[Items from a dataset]
○ ○ ○
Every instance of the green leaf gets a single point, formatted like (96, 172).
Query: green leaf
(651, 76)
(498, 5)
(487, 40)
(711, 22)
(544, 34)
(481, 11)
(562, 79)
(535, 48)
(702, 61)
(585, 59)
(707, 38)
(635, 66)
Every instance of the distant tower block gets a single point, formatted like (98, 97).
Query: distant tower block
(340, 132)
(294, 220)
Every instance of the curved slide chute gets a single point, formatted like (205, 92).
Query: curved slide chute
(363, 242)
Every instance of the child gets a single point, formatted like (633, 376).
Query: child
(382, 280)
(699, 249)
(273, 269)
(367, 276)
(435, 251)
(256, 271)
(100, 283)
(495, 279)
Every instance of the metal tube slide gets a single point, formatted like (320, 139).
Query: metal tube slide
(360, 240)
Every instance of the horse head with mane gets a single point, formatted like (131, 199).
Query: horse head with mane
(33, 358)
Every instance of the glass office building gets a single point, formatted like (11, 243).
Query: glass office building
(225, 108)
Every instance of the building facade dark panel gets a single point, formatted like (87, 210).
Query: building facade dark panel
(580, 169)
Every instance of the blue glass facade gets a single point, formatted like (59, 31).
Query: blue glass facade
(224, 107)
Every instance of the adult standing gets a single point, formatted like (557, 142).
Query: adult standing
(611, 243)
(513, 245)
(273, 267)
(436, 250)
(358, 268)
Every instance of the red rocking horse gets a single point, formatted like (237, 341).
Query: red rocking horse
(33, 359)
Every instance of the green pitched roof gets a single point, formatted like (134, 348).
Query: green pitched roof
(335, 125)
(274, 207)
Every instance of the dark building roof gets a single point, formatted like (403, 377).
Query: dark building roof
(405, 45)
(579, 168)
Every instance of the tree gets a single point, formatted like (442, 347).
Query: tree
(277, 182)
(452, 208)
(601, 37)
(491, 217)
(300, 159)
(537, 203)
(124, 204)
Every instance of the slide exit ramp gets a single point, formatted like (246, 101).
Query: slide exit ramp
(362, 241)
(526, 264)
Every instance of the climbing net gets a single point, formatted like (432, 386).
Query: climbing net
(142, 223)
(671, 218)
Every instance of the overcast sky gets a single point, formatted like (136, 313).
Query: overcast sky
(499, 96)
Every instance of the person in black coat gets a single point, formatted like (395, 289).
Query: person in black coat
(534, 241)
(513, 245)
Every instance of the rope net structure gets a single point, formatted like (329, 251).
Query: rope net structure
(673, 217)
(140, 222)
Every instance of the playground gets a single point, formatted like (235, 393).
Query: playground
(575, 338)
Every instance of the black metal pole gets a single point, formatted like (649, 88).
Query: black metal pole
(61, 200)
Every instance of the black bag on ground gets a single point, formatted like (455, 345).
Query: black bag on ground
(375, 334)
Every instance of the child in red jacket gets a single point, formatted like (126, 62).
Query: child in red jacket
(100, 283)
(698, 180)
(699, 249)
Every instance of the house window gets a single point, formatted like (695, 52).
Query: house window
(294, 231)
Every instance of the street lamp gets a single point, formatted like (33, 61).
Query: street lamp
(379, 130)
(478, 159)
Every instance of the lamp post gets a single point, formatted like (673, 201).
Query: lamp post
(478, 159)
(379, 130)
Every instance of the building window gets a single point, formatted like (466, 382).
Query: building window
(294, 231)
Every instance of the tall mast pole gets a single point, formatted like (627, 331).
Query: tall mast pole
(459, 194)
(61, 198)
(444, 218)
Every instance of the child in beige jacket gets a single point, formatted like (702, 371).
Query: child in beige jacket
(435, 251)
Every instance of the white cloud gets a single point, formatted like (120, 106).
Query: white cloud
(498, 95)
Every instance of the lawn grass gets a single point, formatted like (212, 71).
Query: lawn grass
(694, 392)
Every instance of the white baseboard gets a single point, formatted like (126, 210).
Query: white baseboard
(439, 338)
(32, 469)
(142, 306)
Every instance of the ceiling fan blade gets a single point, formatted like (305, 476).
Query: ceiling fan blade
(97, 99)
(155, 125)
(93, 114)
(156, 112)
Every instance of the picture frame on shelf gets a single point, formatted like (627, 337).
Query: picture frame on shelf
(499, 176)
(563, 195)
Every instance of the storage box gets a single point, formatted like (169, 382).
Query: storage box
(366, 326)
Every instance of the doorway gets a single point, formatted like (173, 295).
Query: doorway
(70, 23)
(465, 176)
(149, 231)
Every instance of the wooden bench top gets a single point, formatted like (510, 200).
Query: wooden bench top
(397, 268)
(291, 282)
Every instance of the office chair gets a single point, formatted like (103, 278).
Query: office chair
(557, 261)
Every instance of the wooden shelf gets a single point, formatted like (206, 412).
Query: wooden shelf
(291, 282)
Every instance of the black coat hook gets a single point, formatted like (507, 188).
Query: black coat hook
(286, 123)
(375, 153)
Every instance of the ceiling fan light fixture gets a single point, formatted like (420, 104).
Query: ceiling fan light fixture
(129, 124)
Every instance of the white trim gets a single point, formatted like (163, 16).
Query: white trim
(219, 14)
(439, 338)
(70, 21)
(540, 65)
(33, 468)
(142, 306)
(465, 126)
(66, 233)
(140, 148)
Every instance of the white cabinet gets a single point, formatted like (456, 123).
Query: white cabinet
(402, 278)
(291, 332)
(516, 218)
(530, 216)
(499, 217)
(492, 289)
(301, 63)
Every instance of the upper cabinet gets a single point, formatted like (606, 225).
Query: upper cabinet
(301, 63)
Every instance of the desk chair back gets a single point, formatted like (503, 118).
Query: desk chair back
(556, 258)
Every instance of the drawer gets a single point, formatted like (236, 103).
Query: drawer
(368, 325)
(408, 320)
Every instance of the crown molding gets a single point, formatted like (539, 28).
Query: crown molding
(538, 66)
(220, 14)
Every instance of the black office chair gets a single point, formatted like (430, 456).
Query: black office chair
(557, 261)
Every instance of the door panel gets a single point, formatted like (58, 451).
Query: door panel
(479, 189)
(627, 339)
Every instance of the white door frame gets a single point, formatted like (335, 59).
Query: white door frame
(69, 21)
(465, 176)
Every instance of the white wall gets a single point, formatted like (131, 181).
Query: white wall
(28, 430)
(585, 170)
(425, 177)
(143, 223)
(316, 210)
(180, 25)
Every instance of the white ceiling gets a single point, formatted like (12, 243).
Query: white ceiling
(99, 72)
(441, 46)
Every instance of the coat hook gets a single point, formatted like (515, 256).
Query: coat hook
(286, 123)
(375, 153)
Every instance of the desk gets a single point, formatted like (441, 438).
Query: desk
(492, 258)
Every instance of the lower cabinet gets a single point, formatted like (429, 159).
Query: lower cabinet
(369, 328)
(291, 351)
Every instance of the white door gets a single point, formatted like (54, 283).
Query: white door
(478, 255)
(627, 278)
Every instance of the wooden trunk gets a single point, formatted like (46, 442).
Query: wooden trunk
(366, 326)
○ ○ ○
◆ **Exercise directions**: Above are the records; print exactly the lines from the line with "Every instance of the office" to the line with "Every instance of the white trim", including both, and nothing else.

◆ **Your response**:
Every instance of the office chair gets a single point, formatted like (103, 278).
Query: office chair
(557, 261)
Every instance of the wooden shelf gets a single point, formatted like (206, 412).
Query: wooden shelf
(291, 282)
Every instance of the black coat hook gets a single point, formatted like (507, 188).
Query: black coat hook
(286, 123)
(375, 153)
Every instance of the ceiling fan light fixture gets a single point, formatted like (420, 104).
Query: ceiling fan light fixture
(129, 124)
Every instance of the white trim gets a single point, formatted like (163, 16).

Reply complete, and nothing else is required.